**What to do**
Starting at the top line and ending at the bottom one, repeat the entries exactly and drop every picture.

BEGIN Data for this exercise

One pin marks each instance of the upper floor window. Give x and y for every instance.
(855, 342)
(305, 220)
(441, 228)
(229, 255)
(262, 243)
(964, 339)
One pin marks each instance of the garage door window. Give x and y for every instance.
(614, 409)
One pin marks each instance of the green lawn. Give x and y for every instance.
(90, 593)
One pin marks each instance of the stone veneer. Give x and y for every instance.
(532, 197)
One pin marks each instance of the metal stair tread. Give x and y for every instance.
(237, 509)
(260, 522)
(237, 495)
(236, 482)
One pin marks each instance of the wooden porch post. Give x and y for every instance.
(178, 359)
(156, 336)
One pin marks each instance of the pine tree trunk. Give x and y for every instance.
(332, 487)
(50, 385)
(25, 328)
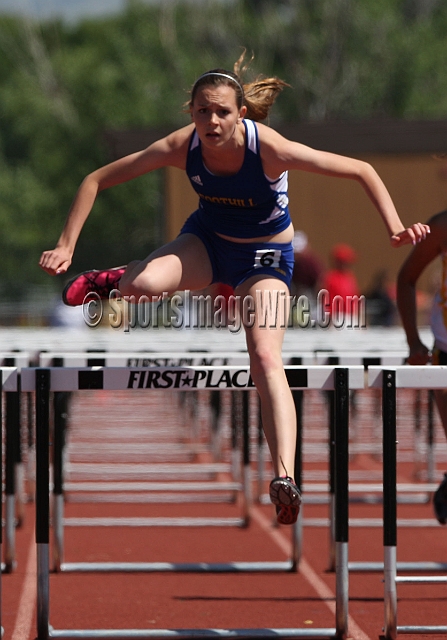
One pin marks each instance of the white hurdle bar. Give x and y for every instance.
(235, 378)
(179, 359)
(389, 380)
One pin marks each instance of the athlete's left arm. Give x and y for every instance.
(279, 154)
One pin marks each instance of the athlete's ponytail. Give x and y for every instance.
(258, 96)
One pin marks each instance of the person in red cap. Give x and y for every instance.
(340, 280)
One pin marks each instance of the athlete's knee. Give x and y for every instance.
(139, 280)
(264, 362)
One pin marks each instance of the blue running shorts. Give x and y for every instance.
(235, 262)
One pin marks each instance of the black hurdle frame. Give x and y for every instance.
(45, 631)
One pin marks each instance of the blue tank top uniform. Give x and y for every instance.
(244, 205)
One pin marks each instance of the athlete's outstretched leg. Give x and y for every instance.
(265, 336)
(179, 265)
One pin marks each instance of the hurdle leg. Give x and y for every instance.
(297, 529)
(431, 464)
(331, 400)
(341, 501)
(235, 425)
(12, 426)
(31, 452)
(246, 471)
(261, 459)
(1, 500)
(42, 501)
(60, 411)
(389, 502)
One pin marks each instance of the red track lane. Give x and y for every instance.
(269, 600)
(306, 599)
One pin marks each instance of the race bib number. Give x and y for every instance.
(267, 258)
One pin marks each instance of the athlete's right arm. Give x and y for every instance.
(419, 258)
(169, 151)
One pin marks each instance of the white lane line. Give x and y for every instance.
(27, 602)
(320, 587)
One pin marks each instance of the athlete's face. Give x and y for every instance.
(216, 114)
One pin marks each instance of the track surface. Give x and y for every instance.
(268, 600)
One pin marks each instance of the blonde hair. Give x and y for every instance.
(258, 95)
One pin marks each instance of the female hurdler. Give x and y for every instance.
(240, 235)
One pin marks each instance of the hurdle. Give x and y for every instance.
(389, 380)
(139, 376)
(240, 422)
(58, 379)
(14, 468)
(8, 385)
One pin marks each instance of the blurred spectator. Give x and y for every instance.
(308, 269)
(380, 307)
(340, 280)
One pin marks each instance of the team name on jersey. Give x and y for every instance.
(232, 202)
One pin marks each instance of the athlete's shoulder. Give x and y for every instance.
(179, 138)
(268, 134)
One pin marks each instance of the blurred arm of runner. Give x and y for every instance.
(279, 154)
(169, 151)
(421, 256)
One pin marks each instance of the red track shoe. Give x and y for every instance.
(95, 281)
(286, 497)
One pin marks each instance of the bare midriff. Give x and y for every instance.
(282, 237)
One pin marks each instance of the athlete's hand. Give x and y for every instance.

END Data for this exercise

**Response to this exercise**
One pin marks each instance of the upper floor window. Give x and y for every instance.
(855, 342)
(305, 220)
(441, 228)
(229, 255)
(262, 243)
(964, 339)
One pin marks each instance of the garage door window. Give x and y for every instance.
(614, 409)
One pin marks each instance of the green lawn. Give x and y for every instance.
(90, 593)
One pin marks each instance of the stone veneer. Give x and y for every instance.
(532, 197)
One pin marks each instance of the metal stair tread. Give x and y for every instance.
(237, 509)
(260, 522)
(237, 495)
(236, 482)
One pin marks each instance of the wooden porch post. Give x and y for every instance.
(178, 359)
(156, 336)
One pin marks each instance of the pine tree trunk. Give x and y for every instance.
(332, 487)
(50, 385)
(25, 328)
One pin marks each instance of the white hurdle bar. Give x and y for every instance.
(235, 378)
(179, 359)
(389, 380)
One pin marks each instance of the athlete's left arm. Give x and y for every instance.
(279, 154)
One pin marks each instance of the athlete's ponytail. Give x and y for every instance.
(258, 96)
One pin marks each instance of the person in red cap. Give x and y for every instance.
(340, 280)
One pin marks each instance of the athlete's knee. Give x and y for every instance.
(139, 280)
(264, 362)
One pin marks each instance of the blue running shorts. Give x and y for every instance.
(235, 262)
One pin marks each instance of the black hurdle frame. Give x and y for every instance.
(45, 631)
One pin marks each instance of the blue tank top uniform. Give x and y for every instance.
(244, 205)
One pin marks each instance of the athlete's outstretched leg. Give x and y for every instance.
(265, 336)
(179, 265)
One pin marks each instance of the hurdle leg. Give x and y for every instance.
(297, 529)
(431, 464)
(331, 400)
(341, 501)
(235, 425)
(12, 426)
(31, 452)
(246, 471)
(261, 459)
(1, 500)
(42, 501)
(60, 411)
(389, 502)
One pin marks each instance of the red track lane. Give x and y for every instance.
(269, 600)
(306, 599)
One pin marks each instance of the race bib number. Give x and y for every instance.
(267, 258)
One pin marks each instance of the athlete's right arm. Give x and y for every instance.
(419, 258)
(169, 151)
One pin marks each instance of the white lane line. Give x and y for every instance.
(27, 602)
(320, 587)
One pin marks each instance of the athlete's face. Give x and y for every instance.
(216, 114)
One pin marks each instance of the track surface. Give x and y for every instance.
(268, 600)
One pin marks each instance of the blonde hair. Give x and y for every instance.
(258, 95)
One pin marks each instance of the female hurdler. Give x and y for every instance.
(240, 235)
One pin marks each instance of the hurdle. Give x and y for every instance.
(389, 380)
(139, 376)
(240, 422)
(58, 379)
(14, 468)
(8, 385)
One pin marks each instance of the blurred spectator. Give x and y for every instance.
(308, 269)
(380, 307)
(340, 280)
One pin marks each instance of the team name on jersey. Give x and y for every instance.
(232, 202)
One pin marks each instance of the athlete's shoulder. Give x and y for every instance.
(179, 138)
(268, 134)
One pin marks each instance of the blurred arm of runner. Give x and y for every instance.
(279, 154)
(169, 151)
(421, 256)
One pin marks each instance of the red track shoe. Give x and y for every instance.
(95, 281)
(286, 497)
One pin marks each instance of the bare midriff. Give x and y for every instance.
(282, 237)
One pin marks each instance of the athlete's hand. Give x and y for every instance.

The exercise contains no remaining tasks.